--- START ---

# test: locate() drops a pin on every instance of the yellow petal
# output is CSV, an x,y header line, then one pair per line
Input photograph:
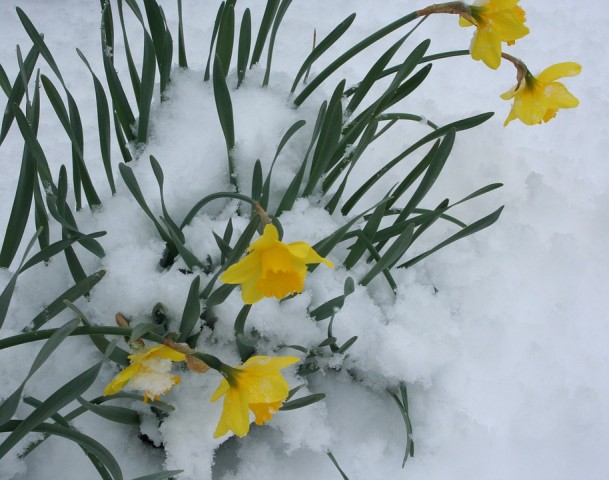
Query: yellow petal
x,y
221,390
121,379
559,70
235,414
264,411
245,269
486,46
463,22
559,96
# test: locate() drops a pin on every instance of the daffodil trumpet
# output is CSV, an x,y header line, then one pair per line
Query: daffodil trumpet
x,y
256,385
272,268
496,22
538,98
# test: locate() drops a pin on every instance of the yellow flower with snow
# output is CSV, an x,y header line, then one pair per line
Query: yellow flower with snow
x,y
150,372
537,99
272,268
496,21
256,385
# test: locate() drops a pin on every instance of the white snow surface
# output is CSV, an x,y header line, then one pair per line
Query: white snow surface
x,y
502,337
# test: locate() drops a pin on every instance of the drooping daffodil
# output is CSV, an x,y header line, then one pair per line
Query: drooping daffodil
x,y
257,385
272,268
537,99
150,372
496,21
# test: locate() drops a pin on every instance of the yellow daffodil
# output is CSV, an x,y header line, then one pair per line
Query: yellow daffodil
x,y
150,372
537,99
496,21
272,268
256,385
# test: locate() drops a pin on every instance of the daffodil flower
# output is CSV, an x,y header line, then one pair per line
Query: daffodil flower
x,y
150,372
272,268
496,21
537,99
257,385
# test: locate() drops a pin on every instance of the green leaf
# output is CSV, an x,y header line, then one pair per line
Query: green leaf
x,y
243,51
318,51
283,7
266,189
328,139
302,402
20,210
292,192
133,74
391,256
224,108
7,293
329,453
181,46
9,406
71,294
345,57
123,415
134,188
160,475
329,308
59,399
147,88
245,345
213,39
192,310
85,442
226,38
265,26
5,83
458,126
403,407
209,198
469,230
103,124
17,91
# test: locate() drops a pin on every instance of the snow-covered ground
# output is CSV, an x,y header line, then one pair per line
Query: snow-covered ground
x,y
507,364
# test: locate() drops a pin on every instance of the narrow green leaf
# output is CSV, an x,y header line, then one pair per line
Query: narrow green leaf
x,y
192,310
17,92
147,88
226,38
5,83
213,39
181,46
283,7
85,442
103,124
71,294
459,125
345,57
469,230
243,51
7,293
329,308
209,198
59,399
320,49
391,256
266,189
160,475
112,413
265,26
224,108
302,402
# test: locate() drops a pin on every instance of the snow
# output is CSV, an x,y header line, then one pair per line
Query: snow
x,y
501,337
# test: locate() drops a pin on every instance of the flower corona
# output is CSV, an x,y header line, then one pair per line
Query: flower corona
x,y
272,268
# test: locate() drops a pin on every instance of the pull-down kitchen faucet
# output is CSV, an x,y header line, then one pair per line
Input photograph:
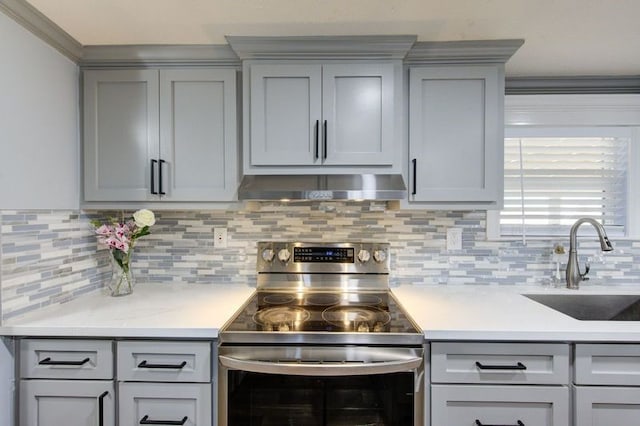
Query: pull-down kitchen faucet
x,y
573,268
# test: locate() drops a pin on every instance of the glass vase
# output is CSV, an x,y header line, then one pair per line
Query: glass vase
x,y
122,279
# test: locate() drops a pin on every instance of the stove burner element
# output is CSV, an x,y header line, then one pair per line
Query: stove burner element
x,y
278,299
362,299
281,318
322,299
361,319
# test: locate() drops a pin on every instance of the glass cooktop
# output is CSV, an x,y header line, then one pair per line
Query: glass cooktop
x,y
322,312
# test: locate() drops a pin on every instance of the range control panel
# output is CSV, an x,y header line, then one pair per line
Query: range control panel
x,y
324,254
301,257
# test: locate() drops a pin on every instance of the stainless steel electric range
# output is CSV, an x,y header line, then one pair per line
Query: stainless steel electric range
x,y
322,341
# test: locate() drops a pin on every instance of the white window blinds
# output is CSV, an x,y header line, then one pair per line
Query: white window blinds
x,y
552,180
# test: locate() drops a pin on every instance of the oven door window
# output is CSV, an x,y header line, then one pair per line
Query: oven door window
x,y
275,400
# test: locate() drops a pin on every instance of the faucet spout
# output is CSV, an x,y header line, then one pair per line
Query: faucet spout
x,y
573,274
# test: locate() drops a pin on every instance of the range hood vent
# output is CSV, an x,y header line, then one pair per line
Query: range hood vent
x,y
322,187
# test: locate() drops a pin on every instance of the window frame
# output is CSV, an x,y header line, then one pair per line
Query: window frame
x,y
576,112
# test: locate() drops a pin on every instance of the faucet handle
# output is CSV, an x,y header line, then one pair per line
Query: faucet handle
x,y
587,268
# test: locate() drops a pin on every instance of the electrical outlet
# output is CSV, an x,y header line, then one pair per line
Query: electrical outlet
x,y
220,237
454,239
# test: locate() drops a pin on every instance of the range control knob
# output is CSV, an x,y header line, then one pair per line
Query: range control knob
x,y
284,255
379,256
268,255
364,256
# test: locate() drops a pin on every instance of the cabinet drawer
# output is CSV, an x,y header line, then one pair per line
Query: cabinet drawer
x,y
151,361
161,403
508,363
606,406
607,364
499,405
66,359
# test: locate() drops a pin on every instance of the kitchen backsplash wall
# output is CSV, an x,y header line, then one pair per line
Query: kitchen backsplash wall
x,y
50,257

--- END ---

**Work instruction**
Lines before the one containing "Query: faucet handle" stay out; reproduce that line and all the lines after it, through the end of the listing, exactly.

**Answer to the exercise**
Query: faucet handle
x,y
587,268
# test: locate() drops a pin on every instance of the electrical outlet
# output is CSV, an x,y header line, then one pair per line
Query: electrical outlet
x,y
220,237
454,239
# test: locate() drops a pin on every instance of the range control knob
# output is CSV, an x,y header line, then one pair per line
Query: range control knob
x,y
284,255
379,256
268,255
364,256
# test: locate() drops a pin on every instance of the cabinet drawer
# output is CSV, an x,y header line, then one pair per line
Query: cabinet drawer
x,y
151,361
161,403
508,363
606,406
607,364
499,405
66,359
# test: locate() drops a pin on every instance of the kitchen backsplash wall
# output is CSV, an x,y header line, then one pair per line
Query: kitchen backsplash wall
x,y
50,257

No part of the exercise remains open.